_Set task_
Render the listing below as a JSON array of strings with one string per line, skipping any blank lines.

·····

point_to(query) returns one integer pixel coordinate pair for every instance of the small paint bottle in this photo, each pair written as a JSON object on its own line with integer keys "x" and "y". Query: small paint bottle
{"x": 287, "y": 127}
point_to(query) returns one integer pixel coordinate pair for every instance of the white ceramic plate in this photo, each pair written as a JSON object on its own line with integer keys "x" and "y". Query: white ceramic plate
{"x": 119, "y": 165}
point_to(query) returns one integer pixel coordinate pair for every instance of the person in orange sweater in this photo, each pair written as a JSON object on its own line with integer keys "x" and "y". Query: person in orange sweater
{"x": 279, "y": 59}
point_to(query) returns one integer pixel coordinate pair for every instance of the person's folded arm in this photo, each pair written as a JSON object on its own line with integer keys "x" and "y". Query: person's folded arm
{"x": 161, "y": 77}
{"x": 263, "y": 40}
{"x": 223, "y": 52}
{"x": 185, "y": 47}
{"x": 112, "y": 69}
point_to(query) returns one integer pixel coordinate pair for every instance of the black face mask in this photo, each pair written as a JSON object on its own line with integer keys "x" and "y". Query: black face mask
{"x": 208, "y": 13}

·····

_Solution_
[
  "point_to(query) returns one integer pixel coordinate pair for every instance of the small paint bottle in this photo, each pair written as a JSON object on its own line with integer keys \"x\" and \"y\". Query: small paint bottle",
  "{\"x\": 287, \"y\": 127}",
  "point_to(query) returns one integer pixel coordinate pair for every instance of the white ceramic plate in this photo, each pair written as a JSON object on its own line with integer keys \"x\" and \"y\". Query: white ceramic plate",
  "{\"x\": 119, \"y\": 165}",
  "point_to(query) returns one integer pixel coordinate pair for every instance of the person in orange sweater in this photo, each pair written as a JSON object on its own line with integer keys \"x\" and \"y\". Query: person in orange sweater",
  "{\"x\": 279, \"y\": 59}",
  "point_to(query) returns one integer pixel coordinate pair for every instance of the person's folded arm in this photo, each pair written as a JSON object on its own line with integer keys \"x\" and \"y\". Query: person's folded arm",
  "{\"x\": 161, \"y\": 77}",
  "{\"x\": 263, \"y\": 40}",
  "{\"x\": 223, \"y\": 52}",
  "{\"x\": 185, \"y\": 47}",
  "{\"x\": 112, \"y\": 69}",
  "point_to(query) returns one integer pixel coordinate pair for every instance of the black face mask in this photo, each pair written as a JSON object on its own line with integer keys \"x\" and \"y\". Query: black face mask",
  "{\"x\": 208, \"y\": 13}"
]